#### [Task brief]
Please repeat every entry, keeping each one exactly the same.

(Region pointing data)
%%

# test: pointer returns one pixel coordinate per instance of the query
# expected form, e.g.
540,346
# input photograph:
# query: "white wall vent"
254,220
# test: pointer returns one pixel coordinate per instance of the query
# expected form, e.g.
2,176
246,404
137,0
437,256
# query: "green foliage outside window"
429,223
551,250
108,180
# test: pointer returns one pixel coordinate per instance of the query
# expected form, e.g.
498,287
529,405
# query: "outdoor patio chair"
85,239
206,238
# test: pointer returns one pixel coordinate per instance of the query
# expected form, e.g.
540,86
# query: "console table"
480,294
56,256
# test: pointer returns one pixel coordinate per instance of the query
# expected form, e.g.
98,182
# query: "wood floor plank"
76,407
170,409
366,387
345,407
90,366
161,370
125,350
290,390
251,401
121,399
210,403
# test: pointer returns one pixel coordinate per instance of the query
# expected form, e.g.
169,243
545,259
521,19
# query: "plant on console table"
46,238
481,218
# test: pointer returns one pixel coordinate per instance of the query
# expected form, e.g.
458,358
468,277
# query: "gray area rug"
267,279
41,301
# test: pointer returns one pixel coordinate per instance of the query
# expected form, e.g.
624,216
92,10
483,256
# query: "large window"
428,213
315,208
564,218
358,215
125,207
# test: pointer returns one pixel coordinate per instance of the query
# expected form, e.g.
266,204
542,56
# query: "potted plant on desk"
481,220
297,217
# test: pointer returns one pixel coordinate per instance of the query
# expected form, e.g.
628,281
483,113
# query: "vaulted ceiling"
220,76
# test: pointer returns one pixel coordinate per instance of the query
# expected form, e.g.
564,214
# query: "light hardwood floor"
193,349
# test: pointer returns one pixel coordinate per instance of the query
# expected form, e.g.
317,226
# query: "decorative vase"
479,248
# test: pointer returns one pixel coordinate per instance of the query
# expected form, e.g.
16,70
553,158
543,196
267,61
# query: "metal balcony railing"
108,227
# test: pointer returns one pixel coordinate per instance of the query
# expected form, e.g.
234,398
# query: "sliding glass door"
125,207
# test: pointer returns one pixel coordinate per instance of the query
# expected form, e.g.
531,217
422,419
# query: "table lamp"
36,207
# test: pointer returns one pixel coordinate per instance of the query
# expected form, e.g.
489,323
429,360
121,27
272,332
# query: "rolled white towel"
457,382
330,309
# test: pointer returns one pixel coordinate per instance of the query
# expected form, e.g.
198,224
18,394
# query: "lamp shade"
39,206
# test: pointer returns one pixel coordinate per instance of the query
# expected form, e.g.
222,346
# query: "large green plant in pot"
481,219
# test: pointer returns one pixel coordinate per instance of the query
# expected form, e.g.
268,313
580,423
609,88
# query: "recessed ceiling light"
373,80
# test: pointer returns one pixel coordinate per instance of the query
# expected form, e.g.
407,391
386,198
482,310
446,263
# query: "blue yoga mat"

%%

#### [Written response]
# test: pointer returns one pixel coordinate per instance of the query
# expected form, e.g.
540,346
# input photograph:
# query: "white wall vent"
254,220
# test: pointer returns one pixel coordinate per instance of the query
# expected form, e.g.
2,176
246,404
137,0
437,256
# query: "green foliage outside window"
429,223
551,250
108,180
# test: pointer returns one pixel coordinate per instance of the query
# expected form, e.g.
498,287
529,405
# query: "outdoor patio chair"
85,239
206,238
# test: pointer returns one pixel coordinate per instance of the query
# expected form, e.g.
540,86
# query: "console table"
480,294
56,256
# test: pointer returns one pixel coordinate per instance of the query
# expected form, e.g.
98,182
# query: "wood floor plank"
76,407
170,409
366,387
345,407
90,366
161,370
125,350
290,390
251,401
121,399
210,403
# test: pointer returns one pixel coordinate per instance of the query
# expected form, e.g.
169,243
545,259
521,19
# query: "plant on console table"
46,238
481,218
# test: pointer returns one pixel coordinate per instance of the query
# expected form, e.g.
458,358
468,277
# query: "gray area rug"
267,279
41,301
# test: pointer returns one pixel coordinate per instance of the query
# expected form, e.g.
624,216
92,10
483,256
# query: "large window"
428,213
315,208
564,218
358,215
125,207
# test: pointer returns one pixel coordinate per instance of the query
# expected form, e.g.
266,204
542,56
# query: "potted plant on desk"
481,220
297,217
# test: pointer returns one pixel coordinate per instance of the query
# expected form, e.g.
628,281
483,113
# query: "vaulted ceiling"
220,76
# test: pointer returns one pixel coordinate per instance of the query
# expected form, e.g.
564,214
# query: "light hardwood floor"
193,349
# test: pointer returns one pixel coordinate per instance of the query
# expected form, e.g.
317,226
# query: "decorative vase"
479,248
# test: pointer returns one pixel coordinate per instance of the query
# expected form, e.g.
16,70
553,158
543,196
267,61
# query: "metal balcony railing"
108,227
# test: pointer returns one pixel coordinate per instance of the query
# expected form, e.g.
234,398
# query: "sliding glass door"
125,207
# test: pointer returns one pixel coordinate per instance of the query
# expected form, e.g.
531,217
422,419
# query: "table lamp"
36,207
# test: pointer returns one pixel coordinate per instance of the query
# expected form, e.g.
489,323
429,360
121,27
272,332
# query: "rolled white towel"
457,382
330,309
# test: pointer returns one pixel coordinate per instance of the query
# expected form, e.g.
198,224
18,394
# query: "lamp shade"
39,206
# test: pointer returns one pixel coordinate per instance of the query
# expected form, e.g.
222,346
# query: "large green plant in pot"
481,219
# test: pointer returns one pixel coordinate per instance of the query
# expected form, e.g.
268,313
580,423
609,88
# query: "recessed ceiling light"
373,80
# test: pointer returns one pixel coordinate per instance of the query
# expected form, e.g.
407,391
386,198
482,310
446,263
# query: "blue yoga mat"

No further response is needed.